In fact, while doubters like Willumsen may not believe it, Eure says Pittsburgh's review board is one of the stronger agencies in the country.
The main reason for that is subpoena power. "Not a lot of boards have that," he says.
Pittinger also emphasizes that relations between the board and police have improved. For example, she says, the Office of Municipal Investigations, the city's internal-affairs office, has been more willing to share information.
However, review boards in other cities have more leverage. Take Washington, D.C.'s Office of Police Compliance, where Eure serves as president. If the office's hearing officer finds that police misconduct has occurred, the chief of police has no choice but to level punishment.
"This type of power by a civilian-review agency is rare," Eure adds. "But it can be done. You need a city council that is willing to step In and say this board needs more power. They need more say in this process."
"We probably need to lobby Harrisburg to get this board more power than it has," says Hinton. "There's always talk about how it will be hard for us to get more power because the FOP, how powerful they are." Still, she adds, "This board is here today because of the power of the people, and they can't dispute that."
Billy Hileman knows firsthand what that power can accomplish.
An activist who was front-and-center in the 1997 review-board battle, even he was surprised by the margin by which the referendum passed.
"I'll remember that margin until the day I die," says Hileman, now a union rep with the Pittsburgh Federation of Teachers. "It was 52 to 48 percent. It was amazing."
In 1993, 23-year-old Maneia Bey was shot 16 times, 14 times in the back by an officer during a pursuit Downtown. In November 1995, Jonny Gammage was killed inside city limits during a traffic stop by suburban police (who had followed him from nearby Brentwood).
"Starting with Maneia Bey, there was this series of incidents that caused people to say, 'Something is just not right here,'" says Hileman.
Dozens of community groups joined to form the Alliance for Progressive Action, the key group for organizing the campaign.
Barney Oursler, one of the APA's organizers, says the review board passed because "people across this city had issues with the police and their general treatment of the community at large. So they took matters into their own hands and fought for this CPRB."
Asked if this is the board they envisioned when they began fighting for it in 1997, both Oursler and Hileman say it is.
"What we wanted was to create a really strong entity for community oversight and I think for the most part, that's what we have," says Oursler. Still, he says, "What's been disappointing is that the administration in the past 12 years has opted not to give any sort of serious weight or response to their recommendations."
And for all his frustration, even Noah Willumsen says, "I wouldn't want to see [the review board] abolished without something else to take its place. Even if they're doing slightly better than nothing, at least it's keeping the issue of police accountability in the spotlight. That's something, right?"
But it's clearly less than he'd hoped for. In 1997, the review board was seen as the antidote to a lack of police accountability. Today, it's as likely to seem to some members of the community like a symptom of the problem it was meant to cure.
"Some days I just have to look at the situation like this: The cops are pissed off at us, the city [leadership] is pissed off at us, and at times, the community is pissed off at us," Pittinger explains. "We're right smack in the middle with everyone pissed off at us.
"If that's where we are, then I guess we're doing our job."

Dataset extract

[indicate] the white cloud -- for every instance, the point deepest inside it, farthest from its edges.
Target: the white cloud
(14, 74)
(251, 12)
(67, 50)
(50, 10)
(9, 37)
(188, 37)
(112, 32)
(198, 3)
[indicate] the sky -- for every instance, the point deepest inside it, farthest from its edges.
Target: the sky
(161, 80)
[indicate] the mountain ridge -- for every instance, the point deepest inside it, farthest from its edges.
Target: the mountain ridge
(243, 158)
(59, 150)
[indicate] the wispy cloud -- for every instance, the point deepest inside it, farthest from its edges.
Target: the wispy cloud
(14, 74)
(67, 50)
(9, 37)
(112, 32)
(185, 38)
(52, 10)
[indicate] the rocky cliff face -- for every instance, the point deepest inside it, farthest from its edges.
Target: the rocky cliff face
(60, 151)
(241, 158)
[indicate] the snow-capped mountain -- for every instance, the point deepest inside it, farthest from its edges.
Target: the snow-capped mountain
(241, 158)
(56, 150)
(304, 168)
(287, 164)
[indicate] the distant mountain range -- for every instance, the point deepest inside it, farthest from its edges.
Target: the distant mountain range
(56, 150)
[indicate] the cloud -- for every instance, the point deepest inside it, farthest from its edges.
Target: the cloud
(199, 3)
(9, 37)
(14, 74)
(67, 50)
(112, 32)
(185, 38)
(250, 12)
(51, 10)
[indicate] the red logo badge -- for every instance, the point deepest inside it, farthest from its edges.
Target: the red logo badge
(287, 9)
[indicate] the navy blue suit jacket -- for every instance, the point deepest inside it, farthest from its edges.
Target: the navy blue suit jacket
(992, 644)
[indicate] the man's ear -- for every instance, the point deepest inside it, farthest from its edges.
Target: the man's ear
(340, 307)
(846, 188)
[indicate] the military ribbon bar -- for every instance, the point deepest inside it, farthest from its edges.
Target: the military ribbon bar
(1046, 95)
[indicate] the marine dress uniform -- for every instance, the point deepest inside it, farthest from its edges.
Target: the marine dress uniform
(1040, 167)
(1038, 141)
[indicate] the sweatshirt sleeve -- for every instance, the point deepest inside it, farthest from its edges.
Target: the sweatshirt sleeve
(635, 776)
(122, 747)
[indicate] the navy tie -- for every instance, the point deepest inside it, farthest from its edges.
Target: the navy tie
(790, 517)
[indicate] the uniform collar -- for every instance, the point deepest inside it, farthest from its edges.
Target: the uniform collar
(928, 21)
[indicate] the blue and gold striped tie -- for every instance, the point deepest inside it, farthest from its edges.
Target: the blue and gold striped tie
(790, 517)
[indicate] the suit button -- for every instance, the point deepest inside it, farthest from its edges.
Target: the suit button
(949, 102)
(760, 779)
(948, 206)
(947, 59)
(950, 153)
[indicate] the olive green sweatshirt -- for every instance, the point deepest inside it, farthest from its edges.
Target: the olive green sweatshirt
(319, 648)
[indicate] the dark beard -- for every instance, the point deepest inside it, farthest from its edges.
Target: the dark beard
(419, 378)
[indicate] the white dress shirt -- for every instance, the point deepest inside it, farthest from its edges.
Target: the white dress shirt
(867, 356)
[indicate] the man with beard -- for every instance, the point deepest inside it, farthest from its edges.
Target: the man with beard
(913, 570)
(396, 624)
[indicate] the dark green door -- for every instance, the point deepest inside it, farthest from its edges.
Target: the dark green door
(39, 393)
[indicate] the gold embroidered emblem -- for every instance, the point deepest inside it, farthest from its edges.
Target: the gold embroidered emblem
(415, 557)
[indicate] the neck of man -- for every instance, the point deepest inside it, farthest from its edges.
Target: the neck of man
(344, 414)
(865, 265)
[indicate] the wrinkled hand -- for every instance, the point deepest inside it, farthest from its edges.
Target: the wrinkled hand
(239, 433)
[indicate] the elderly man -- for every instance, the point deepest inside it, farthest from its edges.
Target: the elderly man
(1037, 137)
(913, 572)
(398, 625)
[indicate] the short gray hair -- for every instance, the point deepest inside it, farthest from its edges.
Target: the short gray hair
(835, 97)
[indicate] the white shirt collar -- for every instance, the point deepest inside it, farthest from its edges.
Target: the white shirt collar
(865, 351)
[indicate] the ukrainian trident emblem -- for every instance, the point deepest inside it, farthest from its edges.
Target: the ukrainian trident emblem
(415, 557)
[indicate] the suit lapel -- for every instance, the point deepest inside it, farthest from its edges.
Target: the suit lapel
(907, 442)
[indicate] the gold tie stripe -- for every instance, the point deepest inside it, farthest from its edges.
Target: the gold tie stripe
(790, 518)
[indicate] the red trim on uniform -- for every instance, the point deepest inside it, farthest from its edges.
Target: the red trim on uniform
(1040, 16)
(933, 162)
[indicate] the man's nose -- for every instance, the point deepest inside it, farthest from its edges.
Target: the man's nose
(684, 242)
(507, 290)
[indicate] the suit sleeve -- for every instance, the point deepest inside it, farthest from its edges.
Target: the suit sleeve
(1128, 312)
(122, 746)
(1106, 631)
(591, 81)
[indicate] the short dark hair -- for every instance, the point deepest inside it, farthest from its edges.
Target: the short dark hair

Questions to answer
[1] List every person who is directly quoted by name in the passage on Pittsburgh's police review board.
[2] According to the passage on Pittsburgh's police review board, what agency does Eure serve as president of?
[3] Transcribe the passage on Pittsburgh's police review board from "Dozens of community" to "Hileman say it is.".
The items above come from a source separate from the passage on Pittsburgh's police review board.

Exercise answers
[1]
Eure
Pittinger
Hinton
Hileman
Oursler
Willumsen

[2] Washington, D.C.'s Office of Police Compliance.

[3]
Dozens of community groups joined to form the Alliance for Progressive Action, the key group for organizing the campaign.
Barney Oursler, one of the APA's organizers, says the review board passed because "people across this city had issues with the police and their general treatment of the community at large. So they took matters into their own hands and fought for this CPRB."
Asked if this is the board they envisioned when they began fighting for it in 1997, both Oursler and Hileman say it is.